Collected data:
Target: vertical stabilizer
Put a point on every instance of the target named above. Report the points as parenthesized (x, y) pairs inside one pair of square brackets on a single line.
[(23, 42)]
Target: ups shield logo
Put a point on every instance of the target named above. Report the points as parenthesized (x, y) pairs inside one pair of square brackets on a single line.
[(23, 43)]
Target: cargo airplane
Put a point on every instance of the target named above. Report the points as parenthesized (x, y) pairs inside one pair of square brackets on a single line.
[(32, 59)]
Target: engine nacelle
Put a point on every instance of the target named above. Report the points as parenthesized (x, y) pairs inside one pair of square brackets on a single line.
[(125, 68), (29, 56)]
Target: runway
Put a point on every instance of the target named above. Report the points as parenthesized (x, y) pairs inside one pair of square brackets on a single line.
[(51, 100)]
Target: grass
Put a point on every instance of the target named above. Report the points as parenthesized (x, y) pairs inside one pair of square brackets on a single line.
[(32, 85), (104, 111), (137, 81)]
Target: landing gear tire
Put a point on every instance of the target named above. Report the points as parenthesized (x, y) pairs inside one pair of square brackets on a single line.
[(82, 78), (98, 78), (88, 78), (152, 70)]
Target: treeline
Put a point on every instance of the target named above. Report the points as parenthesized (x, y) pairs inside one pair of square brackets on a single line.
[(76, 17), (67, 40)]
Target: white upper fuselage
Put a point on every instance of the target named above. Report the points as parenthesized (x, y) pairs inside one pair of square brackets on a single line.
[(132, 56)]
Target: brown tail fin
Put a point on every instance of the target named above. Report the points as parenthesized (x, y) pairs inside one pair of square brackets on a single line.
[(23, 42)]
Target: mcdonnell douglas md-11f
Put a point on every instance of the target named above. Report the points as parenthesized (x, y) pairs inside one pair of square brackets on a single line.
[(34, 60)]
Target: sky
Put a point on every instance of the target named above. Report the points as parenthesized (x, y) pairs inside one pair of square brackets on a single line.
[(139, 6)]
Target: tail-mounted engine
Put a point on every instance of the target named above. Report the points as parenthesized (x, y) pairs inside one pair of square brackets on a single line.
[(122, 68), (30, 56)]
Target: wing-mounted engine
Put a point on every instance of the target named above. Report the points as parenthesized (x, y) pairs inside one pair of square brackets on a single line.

◆ EXERCISE DETAILS
Turn the lines above into a numbered list and leave out any blank lines.

◆ CORRECT OUTPUT
1. Target: vertical stabilizer
2. Put a point on every instance of the target named above. Report the points as parenthesized (x, y) pairs inside one pair of square brackets on a single line.
3. [(23, 42)]
4. Target: ups shield logo
5. Put a point on every instance of the target named above. Report the points as parenthesized (x, y) pairs inside one pair of square brackets on a single line.
6. [(23, 43)]
7. Target: cargo airplane
8. Put a point on every instance of the target named above. Report the points as parenthesized (x, y) pairs inside one pair of square brackets on a single line.
9. [(32, 59)]
10. Target: engine nacelle
11. Put a point on every instance of the target named above. Report the points as parenthesized (x, y) pairs inside one pair of square brackets on a single line.
12. [(125, 68), (29, 56)]
13. Target: runway
14. Put a point on every instance of the target named above. Report the points as parenthesized (x, y) pairs inside one pair of square brackets on a single line.
15. [(51, 100)]
16. Target: grass
17. Put a point on every instance of the target named above. Report the points as parenthesized (x, y) pairs inside one pair of square brackets on a single line.
18. [(32, 85), (104, 111), (137, 81)]
19. Target: landing gear tire
20. Put a point on every instance of the target named above. Report the points as parenthesized (x, y) pairs inside one pair of square brackets on a single line.
21. [(82, 78), (98, 78), (88, 78), (152, 70)]
22. Target: treeline
23. Put a point on every instance of the target named above. Report the points as parenthesized (x, y) pairs inside one pair of square brackets on a single line.
24. [(76, 17), (67, 40)]
25. Target: white upper fuselage
26. Put a point on every instance of the target named above. Report the points as parenthesized (x, y) pairs inside one pair of square brackets on a single line.
27. [(132, 56)]
28. Target: brown tail fin
29. Put a point on every instance of the target named above. Report the points as parenthesized (x, y) pairs inside one pair of square brackets on a single line.
30. [(23, 42)]
31. Target: mcdonnell douglas md-11f
32. Put a point on every instance of the target named above. Report the points as parenthesized (x, y) pairs inside one pair of square brackets on a single line.
33. [(34, 60)]
34. Target: sky
35. Put a point on every instance of the target named above. Report the points as parenthesized (x, y) pairs inside one pair of square brackets on a single line.
36. [(139, 6)]
37. Target: tail-mounted engine
38. Put a point on every instance of the target named above. Report the points as parenthesized (x, y) pairs inside one pair of square brackets on a single line.
39. [(122, 68), (30, 56)]
40. Target: wing-mounted engine
41. Put a point on every instance of the target named above. Report the points as parenthesized (x, y) pairs inside one pair of square brackets on a single line.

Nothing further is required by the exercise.